TEXT EXCERPT:
Quantitative Biology Colloquium
Using molecular mechanics to predict large-scale biological function: applications to muscle activation and intracellular transport
Simple mechanical models at the molecular scale can help us understand complex emergent behavior at larger size scales. In this talk, I will show how this approach applies to two biological processes: (1) the activation of striated muscle, and (2) intracellular transport by molecular motors.
(1) Animals adopt movement strategies that minimize metabolic cost. Predicting metabolic cost from a given movement would therefore be useful for human/animal movement studies. Chemical energy consumption by muscles underlies metabolic cost, so it seems intuitive that recent increases in understanding of muscle contraction at the molecular scale would translate to better metabolic cost models. But, reliable models remain elusive, in part because experimental work has focused on understanding the interaction of the force-generating molecule myosin II with the structural protein actin. In muscle, this interaction is tightly regulated by another set of proteins. These regulatory proteins fundamentally change the molecular interactions by introducing local coupling between myosin II molecules. I will discuss some new methods to measure activation at the molecular scale, and will present some models that can describe activation from the single molecule to the whole muscle scale. I will then discuss how these models might lead to new, accurate metabolic cost models.

LISTED RECORDS:
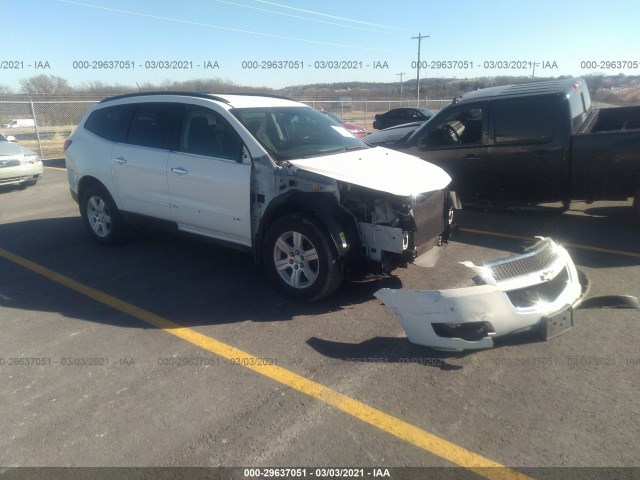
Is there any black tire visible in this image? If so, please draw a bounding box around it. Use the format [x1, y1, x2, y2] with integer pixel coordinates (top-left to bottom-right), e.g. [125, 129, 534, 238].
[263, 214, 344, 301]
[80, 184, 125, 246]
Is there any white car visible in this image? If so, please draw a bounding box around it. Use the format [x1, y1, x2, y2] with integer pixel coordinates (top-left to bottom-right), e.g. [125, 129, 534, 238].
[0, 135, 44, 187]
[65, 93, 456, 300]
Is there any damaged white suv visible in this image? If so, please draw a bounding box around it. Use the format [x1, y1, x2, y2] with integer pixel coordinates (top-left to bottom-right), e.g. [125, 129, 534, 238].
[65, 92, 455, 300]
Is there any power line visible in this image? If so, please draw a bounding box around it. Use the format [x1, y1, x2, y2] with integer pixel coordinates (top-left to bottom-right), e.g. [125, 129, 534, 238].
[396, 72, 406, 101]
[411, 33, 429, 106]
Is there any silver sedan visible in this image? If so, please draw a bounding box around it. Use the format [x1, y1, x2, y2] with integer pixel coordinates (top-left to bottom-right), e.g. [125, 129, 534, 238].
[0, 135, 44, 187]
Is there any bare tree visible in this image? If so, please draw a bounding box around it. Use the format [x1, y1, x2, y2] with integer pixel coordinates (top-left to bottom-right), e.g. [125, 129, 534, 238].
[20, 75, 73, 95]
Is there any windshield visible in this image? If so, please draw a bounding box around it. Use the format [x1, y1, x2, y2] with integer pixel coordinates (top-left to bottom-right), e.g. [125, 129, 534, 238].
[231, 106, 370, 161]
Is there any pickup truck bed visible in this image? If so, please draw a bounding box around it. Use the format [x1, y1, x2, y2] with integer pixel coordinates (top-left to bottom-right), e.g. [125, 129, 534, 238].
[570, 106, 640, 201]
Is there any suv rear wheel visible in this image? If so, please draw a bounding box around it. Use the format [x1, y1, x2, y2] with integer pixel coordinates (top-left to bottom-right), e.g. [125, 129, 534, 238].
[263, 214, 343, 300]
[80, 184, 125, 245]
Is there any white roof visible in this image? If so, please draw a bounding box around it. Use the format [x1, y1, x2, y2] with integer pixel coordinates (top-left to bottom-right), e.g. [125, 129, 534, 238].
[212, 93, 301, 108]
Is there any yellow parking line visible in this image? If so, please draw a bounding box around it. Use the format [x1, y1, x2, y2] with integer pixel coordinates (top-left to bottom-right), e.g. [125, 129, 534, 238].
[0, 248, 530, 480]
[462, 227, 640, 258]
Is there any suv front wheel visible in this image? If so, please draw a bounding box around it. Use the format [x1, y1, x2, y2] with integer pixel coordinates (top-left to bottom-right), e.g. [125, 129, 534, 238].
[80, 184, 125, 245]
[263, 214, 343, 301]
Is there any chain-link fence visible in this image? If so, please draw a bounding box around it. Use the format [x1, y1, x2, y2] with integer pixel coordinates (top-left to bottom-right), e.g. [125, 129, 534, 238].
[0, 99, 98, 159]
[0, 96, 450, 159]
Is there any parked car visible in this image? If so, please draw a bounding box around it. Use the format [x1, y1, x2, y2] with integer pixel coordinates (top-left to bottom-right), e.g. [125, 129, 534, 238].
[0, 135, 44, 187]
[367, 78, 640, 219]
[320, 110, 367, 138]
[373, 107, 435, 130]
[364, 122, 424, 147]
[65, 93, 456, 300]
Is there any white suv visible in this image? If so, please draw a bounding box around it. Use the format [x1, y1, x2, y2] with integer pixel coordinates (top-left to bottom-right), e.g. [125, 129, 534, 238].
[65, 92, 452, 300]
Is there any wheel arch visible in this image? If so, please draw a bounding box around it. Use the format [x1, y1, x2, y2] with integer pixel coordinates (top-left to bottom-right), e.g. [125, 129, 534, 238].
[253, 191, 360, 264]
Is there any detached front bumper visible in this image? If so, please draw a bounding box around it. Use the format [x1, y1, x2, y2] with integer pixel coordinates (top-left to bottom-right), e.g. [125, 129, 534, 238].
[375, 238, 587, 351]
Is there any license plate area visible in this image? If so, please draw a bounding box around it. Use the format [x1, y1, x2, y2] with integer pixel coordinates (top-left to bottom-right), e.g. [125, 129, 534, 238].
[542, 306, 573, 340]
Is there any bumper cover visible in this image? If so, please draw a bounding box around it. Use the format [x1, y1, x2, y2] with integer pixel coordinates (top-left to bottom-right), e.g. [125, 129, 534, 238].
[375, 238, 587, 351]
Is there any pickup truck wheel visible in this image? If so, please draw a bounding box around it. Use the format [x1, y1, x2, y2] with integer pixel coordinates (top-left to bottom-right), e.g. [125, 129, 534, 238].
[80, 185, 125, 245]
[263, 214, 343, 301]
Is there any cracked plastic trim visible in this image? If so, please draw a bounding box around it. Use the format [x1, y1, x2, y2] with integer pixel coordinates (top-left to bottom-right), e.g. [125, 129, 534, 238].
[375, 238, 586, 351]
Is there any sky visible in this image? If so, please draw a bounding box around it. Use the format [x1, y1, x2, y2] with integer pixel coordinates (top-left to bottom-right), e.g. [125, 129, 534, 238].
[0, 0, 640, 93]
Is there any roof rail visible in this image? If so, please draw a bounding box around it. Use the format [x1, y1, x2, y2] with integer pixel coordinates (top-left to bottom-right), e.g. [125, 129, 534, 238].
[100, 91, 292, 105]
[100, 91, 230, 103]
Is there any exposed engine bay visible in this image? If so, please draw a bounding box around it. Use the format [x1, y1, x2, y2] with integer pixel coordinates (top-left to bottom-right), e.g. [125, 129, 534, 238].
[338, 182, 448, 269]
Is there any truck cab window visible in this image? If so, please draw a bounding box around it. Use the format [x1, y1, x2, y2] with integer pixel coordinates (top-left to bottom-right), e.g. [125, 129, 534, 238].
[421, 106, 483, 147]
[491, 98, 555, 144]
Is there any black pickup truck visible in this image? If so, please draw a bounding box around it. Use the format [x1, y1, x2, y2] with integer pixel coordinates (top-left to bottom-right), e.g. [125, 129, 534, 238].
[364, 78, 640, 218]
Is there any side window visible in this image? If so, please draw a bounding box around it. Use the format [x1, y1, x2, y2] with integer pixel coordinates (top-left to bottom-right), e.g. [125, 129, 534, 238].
==
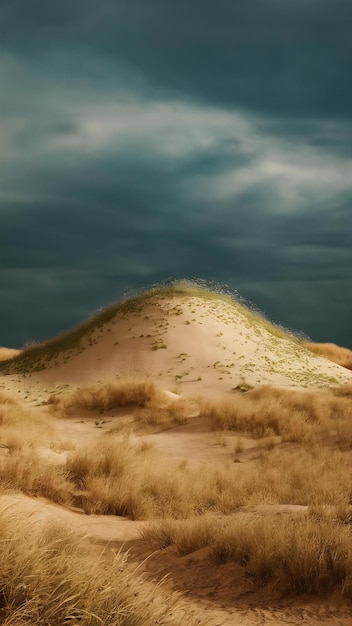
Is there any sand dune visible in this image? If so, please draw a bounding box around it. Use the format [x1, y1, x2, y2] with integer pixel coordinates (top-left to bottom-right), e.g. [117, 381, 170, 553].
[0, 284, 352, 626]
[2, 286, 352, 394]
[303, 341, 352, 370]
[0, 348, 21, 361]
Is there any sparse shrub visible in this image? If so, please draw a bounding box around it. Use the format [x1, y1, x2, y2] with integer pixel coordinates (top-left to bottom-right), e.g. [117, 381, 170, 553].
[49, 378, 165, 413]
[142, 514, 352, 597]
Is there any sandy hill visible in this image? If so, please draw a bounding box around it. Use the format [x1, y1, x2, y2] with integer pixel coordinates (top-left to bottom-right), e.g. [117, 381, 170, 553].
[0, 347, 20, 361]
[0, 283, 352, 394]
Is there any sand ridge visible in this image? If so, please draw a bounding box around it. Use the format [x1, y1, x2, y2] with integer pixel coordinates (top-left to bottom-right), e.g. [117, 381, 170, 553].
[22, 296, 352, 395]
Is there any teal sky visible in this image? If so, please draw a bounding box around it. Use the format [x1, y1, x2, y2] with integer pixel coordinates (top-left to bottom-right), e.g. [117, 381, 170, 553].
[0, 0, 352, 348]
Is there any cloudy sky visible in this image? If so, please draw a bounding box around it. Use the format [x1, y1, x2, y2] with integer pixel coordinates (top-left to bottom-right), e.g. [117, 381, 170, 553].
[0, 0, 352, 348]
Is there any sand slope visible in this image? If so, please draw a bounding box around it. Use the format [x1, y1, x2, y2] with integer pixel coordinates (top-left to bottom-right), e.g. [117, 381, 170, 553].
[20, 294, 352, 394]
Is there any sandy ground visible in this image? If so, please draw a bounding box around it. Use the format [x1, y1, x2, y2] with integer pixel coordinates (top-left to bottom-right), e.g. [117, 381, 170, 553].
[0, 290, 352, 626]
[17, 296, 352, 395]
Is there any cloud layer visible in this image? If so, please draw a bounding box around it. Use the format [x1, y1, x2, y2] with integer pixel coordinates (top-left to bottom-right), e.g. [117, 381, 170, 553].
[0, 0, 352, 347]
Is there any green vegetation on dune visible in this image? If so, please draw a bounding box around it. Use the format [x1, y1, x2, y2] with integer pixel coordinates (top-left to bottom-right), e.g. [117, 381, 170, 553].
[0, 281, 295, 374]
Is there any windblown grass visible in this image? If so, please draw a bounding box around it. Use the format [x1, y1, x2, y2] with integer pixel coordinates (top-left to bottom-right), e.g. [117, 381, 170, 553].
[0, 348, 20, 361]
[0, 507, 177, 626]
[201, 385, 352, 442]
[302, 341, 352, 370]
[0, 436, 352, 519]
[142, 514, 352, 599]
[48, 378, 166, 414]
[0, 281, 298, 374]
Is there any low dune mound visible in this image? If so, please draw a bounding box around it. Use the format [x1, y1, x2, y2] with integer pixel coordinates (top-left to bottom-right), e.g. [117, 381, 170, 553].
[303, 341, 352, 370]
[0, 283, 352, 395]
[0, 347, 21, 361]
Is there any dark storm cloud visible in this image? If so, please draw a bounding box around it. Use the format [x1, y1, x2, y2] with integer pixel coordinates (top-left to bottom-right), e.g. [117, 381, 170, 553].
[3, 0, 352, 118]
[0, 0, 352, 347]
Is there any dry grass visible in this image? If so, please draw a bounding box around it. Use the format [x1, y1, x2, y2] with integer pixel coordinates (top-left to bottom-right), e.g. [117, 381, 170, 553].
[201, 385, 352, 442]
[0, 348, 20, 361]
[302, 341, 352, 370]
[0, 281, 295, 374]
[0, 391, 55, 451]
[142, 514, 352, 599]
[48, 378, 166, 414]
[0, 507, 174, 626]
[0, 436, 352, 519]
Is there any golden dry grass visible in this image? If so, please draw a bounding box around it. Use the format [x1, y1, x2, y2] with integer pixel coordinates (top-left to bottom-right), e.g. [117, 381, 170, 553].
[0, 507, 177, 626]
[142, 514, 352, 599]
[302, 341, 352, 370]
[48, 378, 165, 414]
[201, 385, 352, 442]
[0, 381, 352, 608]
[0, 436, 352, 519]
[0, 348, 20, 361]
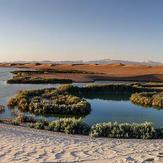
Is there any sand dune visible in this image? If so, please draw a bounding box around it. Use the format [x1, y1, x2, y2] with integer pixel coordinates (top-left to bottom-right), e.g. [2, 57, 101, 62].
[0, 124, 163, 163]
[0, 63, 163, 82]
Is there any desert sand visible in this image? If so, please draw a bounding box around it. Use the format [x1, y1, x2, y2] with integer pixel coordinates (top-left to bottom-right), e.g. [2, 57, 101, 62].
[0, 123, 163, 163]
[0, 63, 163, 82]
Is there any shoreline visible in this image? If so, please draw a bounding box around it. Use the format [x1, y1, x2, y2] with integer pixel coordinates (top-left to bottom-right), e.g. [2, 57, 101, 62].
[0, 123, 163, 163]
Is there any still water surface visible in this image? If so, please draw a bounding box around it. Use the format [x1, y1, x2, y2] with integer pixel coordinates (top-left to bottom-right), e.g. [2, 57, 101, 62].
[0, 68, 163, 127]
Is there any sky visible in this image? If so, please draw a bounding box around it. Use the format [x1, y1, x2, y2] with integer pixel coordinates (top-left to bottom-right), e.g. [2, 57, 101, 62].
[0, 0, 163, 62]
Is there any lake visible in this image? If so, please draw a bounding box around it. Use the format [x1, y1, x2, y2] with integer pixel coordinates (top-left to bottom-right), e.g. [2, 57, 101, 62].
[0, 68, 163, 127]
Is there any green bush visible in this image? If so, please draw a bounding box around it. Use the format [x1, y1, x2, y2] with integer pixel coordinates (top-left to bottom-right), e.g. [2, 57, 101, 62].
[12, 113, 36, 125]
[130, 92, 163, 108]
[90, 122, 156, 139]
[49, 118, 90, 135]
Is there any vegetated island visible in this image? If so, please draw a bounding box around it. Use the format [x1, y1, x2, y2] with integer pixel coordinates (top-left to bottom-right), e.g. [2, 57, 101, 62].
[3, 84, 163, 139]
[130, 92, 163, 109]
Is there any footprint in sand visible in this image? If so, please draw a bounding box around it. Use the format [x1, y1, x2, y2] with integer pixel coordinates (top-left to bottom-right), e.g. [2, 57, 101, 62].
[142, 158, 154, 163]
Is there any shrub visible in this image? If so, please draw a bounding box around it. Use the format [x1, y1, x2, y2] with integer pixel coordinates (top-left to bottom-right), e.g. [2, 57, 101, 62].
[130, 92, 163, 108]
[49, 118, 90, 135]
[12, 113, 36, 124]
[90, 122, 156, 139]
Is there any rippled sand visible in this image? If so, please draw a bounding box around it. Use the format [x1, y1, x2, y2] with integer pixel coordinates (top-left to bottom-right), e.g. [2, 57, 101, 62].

ACTIVITY 1:
Answer these questions from the talk abstract.
(a) Which two biological processes does the talk apply its approach to?
(b) Animals adopt movement strategies that minimize what?
(c) What do the regulatory proteins introduce between myosin II molecules?
ACTIVITY 2: Reproduce the talk abstract from "Quantitative Biology Colloquium" to "by molecular motors.".

ANSWER BOX 1:
(a) The activation of striated muscle, and intracellular transport by molecular motors.
(b) Metabolic cost.
(c) Local coupling.

ANSWER BOX 2:
Quantitative Biology Colloquium
Using molecular mechanics to predict large-scale biological function: applications to muscle activation and intracellular transport
Simple mechanical models at the molecular scale can help us understand complex emergent behavior at larger size scales. In this talk, I will show how this approach applies to two biological processes: (1) the activation of striated muscle, and (2) intracellular transport by molecular motors.